MATERIAL FOR THIS TASK:
□ □ □ □ □
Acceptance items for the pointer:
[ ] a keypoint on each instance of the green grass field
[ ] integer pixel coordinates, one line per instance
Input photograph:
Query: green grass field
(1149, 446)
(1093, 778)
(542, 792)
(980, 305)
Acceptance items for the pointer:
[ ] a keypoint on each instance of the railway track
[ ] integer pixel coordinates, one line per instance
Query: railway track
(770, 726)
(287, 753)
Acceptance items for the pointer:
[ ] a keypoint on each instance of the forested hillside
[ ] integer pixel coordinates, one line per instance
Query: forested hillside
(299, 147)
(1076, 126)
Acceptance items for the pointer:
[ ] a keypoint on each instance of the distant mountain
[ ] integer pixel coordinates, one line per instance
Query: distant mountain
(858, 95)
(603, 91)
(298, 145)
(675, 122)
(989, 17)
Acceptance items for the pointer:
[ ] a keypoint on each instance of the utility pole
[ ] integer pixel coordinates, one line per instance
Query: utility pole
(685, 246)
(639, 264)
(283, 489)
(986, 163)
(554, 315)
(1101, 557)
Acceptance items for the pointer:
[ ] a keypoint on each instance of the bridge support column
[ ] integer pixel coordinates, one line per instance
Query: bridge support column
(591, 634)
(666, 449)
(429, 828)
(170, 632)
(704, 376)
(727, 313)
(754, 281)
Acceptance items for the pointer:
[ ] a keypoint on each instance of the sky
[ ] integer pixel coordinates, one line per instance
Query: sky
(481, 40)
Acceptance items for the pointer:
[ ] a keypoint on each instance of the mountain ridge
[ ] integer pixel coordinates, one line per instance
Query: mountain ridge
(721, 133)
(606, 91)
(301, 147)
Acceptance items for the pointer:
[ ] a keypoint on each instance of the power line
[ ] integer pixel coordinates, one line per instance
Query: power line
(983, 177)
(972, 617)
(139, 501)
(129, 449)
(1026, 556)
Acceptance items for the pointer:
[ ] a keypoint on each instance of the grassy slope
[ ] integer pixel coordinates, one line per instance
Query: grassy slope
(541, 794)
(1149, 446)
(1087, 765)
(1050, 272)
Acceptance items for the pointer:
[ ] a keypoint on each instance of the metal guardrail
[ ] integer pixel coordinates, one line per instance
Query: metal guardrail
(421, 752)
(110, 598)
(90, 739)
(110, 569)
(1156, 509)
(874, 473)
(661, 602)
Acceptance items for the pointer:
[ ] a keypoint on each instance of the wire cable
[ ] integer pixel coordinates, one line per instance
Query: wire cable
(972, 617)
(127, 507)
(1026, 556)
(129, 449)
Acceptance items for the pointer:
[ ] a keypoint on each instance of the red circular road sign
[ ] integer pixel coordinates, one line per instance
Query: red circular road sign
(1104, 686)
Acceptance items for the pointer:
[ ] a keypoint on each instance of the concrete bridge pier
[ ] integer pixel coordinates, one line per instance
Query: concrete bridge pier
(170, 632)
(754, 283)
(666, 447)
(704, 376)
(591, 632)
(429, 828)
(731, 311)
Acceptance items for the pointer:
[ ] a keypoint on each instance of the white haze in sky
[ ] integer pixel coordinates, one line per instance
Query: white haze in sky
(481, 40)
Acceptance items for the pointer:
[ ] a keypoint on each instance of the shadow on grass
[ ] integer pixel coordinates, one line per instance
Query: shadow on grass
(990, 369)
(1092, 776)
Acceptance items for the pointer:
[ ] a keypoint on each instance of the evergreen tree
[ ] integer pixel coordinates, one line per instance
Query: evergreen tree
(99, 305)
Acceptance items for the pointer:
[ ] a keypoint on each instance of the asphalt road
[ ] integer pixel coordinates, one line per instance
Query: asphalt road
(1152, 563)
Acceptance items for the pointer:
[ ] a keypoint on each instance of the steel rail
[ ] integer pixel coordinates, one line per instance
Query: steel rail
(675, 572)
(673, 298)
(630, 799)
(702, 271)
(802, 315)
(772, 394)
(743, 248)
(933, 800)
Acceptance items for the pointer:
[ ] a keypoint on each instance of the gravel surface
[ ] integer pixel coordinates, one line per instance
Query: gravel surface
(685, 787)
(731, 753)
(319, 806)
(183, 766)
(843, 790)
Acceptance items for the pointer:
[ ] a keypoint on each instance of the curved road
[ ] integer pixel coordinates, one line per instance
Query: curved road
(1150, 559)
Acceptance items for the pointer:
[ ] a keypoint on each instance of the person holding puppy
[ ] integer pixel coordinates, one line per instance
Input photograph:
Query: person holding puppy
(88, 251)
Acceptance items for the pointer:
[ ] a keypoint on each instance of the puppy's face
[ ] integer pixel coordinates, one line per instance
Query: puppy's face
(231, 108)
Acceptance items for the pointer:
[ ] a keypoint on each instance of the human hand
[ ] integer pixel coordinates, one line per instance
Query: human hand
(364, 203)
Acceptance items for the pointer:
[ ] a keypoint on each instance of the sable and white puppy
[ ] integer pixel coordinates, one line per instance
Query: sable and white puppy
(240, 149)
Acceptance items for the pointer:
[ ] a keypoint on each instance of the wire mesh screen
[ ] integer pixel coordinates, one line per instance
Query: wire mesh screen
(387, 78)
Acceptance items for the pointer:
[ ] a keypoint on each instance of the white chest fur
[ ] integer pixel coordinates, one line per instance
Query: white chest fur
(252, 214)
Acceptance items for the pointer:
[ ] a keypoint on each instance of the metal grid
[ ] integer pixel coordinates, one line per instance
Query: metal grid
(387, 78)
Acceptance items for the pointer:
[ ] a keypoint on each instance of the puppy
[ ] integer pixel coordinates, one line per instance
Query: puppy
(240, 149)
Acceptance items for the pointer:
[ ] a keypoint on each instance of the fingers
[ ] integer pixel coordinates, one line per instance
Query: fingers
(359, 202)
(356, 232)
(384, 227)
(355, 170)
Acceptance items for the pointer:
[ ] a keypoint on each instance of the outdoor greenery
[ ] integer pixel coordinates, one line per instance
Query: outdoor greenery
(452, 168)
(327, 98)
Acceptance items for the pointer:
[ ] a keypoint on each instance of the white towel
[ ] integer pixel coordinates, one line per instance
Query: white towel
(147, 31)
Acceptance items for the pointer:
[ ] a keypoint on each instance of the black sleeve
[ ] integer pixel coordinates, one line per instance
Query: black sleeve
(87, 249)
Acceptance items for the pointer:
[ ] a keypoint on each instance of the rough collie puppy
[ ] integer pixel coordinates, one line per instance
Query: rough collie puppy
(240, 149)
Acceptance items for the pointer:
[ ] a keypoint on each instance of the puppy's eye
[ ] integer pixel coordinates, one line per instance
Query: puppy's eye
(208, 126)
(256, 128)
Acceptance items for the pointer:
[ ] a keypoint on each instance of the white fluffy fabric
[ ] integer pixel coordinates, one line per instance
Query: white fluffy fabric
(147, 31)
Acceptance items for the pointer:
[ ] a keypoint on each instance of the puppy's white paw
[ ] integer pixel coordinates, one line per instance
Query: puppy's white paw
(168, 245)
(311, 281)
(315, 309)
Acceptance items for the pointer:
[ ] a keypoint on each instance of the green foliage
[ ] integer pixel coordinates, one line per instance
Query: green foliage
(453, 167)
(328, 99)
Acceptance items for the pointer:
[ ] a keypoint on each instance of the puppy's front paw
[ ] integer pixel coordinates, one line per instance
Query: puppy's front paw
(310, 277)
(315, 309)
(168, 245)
□ □ □ □ □
All of the records above are to be copied exactly.

ANSWER TO THIS EXERCISE:
Acceptance items for the pointer:
[ ] a keypoint on each instance of the green grass field
[ ] integer pixel coordinates, one line per instance
Input photograph:
Query: green grass field
(1149, 446)
(1093, 778)
(542, 792)
(980, 305)
Acceptance items for the pointer:
[ ] a keypoint on each instance of the railway track
[ ] integer pixel coordinates, one line per instance
Query: railway track
(770, 726)
(287, 753)
Acceptance items for the pointer:
[ ] a keypoint on each instance of the forested hillside
[ ] integer pixel coordinates, one line per instance
Query: forested hillside
(299, 147)
(1076, 126)
Acceptance items for the pointer:
[ ] a keypoint on each instance of the distant mountain
[ ] integer pixel coordinates, one line per instance
Query: distant mountain
(858, 95)
(603, 91)
(298, 145)
(675, 122)
(989, 17)
Acceptance items for the pointer:
[ ] a keypoint on each instance of the utility pole
[ ] integer pixel coordinates, one line per instance
Query: utility pole
(685, 246)
(639, 264)
(283, 489)
(986, 163)
(554, 315)
(1101, 557)
Acceptance items for the pointer:
[ ] a keypoint on each instance of the bridge support column
[ ] integer pixel coordinates, one line per instance
Query: bridge support column
(591, 634)
(666, 449)
(429, 828)
(170, 632)
(704, 376)
(727, 313)
(754, 281)
Acceptance items for the pointer:
[ ] a keypoint on each instance of the sky
[ ] integer pixel coordinates, one line per instance
Query: sky
(481, 40)
Acceptance items for the pointer:
[ ] a keypoint on each instance of the mountain ridge
[ ] integer pixel coordinates, one line per instance
Query: mountain ridge
(721, 133)
(606, 91)
(301, 147)
Acceptance items for the pointer:
[ ] a keypoint on each instance of the power line
[ ] integer pixel coordinates, one line per instance
Query: power line
(983, 177)
(972, 617)
(139, 501)
(129, 449)
(1026, 556)
Acceptance items for the pointer:
[ ] a keypoint on each instance of the grassy slope
[ ] integer pixel coordinates, one line per instance
Query: grassy slope
(541, 794)
(1149, 446)
(1087, 765)
(1050, 272)
Acceptance items for the pointer:
[ ] a keypoint on each instance of the metal guardrail
[ ] integer pixel coordinates, one line per instance
Query: metal guardrail
(421, 752)
(110, 598)
(90, 739)
(110, 569)
(1156, 509)
(874, 473)
(661, 602)
Acceptance items for the pointer:
[ ] a keypoint on each instance of the wire cable
[ ] integer pixel coordinates, one line per instance
Query: wire cable
(972, 617)
(127, 507)
(1026, 556)
(129, 449)
Acceptance items for the pointer:
[ ] a keypoint on each instance of the red circular road sign
[ ] integer pixel coordinates, one line per instance
Query: red circular road sign
(1104, 686)
Acceptance items for the pointer:
[ ] a keypoint on each instance of the concrete bridge pier
[ ] integer pixel coordinates, one line per instance
Query: concrete bridge pier
(170, 632)
(754, 283)
(666, 447)
(704, 376)
(591, 632)
(429, 828)
(731, 311)
Acceptance items for the pointer:
[ ] a keypoint on each instance of the white haze in sky
[ ] integer pixel coordinates, one line per instance
Query: white haze in sky
(481, 40)
Acceptance items for the pointer:
[ ] a keypoint on each instance of the shadow on grass
[ ] integer pixel coordinates, one line per instance
Query: shadow on grass
(990, 369)
(1092, 776)
Acceptance items for the pointer:
[ ] a keypoint on each instance of the evergreen tree
[ ] integer pixel coordinates, one line per instance
Query: evergreen tree
(99, 305)
Acceptance items for the pointer:
[ ] a keypoint on each instance of the asphalt road
[ ] integer pixel coordinates, one line per instance
Query: asphalt road
(1152, 563)
Acceptance items for the pointer:
[ ] a keypoint on each instance of the steel rail
[ ] integer pixel coordinates, one line per instance
Query: steel rail
(675, 572)
(673, 298)
(630, 799)
(702, 271)
(802, 315)
(772, 394)
(743, 248)
(933, 800)
Acceptance items for the pointer:
[ ] a keypoint on each instance of the gravel surface
[ ] integer pixel coordinates, one line per instance
Query: gravel surface
(685, 787)
(731, 753)
(319, 806)
(183, 766)
(843, 790)
Acceptance items for the pointer:
[ ] a keypoint on each instance of the curved road
[ ] integer pixel coordinates, one line per instance
Query: curved road
(1150, 559)
Acceptance items for the pointer:
[ ] a keypoint on each instance of the person holding puppy
[ ] integer pixel coordinates, one line per instance
Input photograph:
Query: person holding puppy
(88, 251)
Acceptance items for the pointer:
[ ] a keypoint on each instance of the puppy's face
[ ] integer pixel coordinates, one line per instance
Query: puppy's face
(231, 108)
Acceptance items for the pointer:
[ ] a keypoint on each instance of the human hand
[ ] integer pixel coordinates, one line per instance
Query: human hand
(364, 203)
Acceptance items for the pointer:
[ ] a keypoint on each instance of the sable and white puppy
[ ] integer pixel coordinates, one line per instance
Query: sable and white puppy
(240, 149)
Acceptance items for the pointer:
[ ] a keypoint on each instance of the wire mesh screen
[ ] integer pixel coordinates, one line per instance
Query: wire mesh screen
(387, 78)
Acceptance items for the pointer:
[ ] a keypoint on each instance of the white chest fur
[ ] integer pixel coordinates, one line per instance
Query: white chest fur
(252, 214)
Acceptance items for the pointer:
[ ] a keypoint on each instance of the metal grid
[ ] integer pixel coordinates, one line per instance
Query: metal grid
(387, 78)
Acceptance items for the pointer:
[ ] a keypoint on each instance of the puppy
[ ] integer pixel coordinates, one line per instance
Query: puppy
(240, 149)
Acceptance items for the pointer:
[ ] a keypoint on each instance of the fingers
[ ] integer pixel coordinates, one line per instance
Query: fingers
(359, 202)
(356, 232)
(384, 227)
(355, 170)
Acceptance items for the pointer:
[ ] a keypoint on each instance of the outdoor greenery
[ ] integer pixel coordinates, one line per instance
Query: outdoor greenery
(452, 168)
(327, 98)
Acceptance items for the pointer:
[ ] a keypoint on each instance of the white towel
[ ] integer pixel coordinates, one line per instance
Query: white towel
(147, 31)
Acceptance items for the pointer:
[ ] a keypoint on each instance of the black sleeve
[ ] integer pixel coordinates, one line per instance
Query: black sleeve
(87, 249)
Acceptance items for the pointer:
[ ] a keypoint on each instance of the rough collie puppy
[ ] integer pixel coordinates, one line per instance
Query: rough collie puppy
(240, 149)
Acceptance items for the pointer:
[ ] a keypoint on each instance of the puppy's eye
[ ] integer pixel coordinates, one line per instance
Query: puppy's eye
(208, 126)
(256, 128)
Acceptance items for the pointer:
[ ] a keypoint on each instance of the white fluffy fabric
[ ] integer pixel coordinates, one line per instance
Query: white fluffy fabric
(147, 31)
Acceptance items for the pointer:
[ ] a keypoint on each instance of the puppy's white paw
[ ] integer pixel coordinates, one line per instance
Query: puppy's white paw
(168, 245)
(311, 281)
(315, 309)
Acceptance items for the pointer:
[ ] a keypoint on each instance of the green foliage
[ ] integer pixel coordinates, one line per instance
Query: green foliage
(453, 167)
(328, 99)
Acceptance items for the pointer:
[ ] a keypoint on each instance of the puppy's front paw
[ ] integer pixel coordinates, one line per instance
Query: puppy's front paw
(310, 277)
(315, 309)
(168, 245)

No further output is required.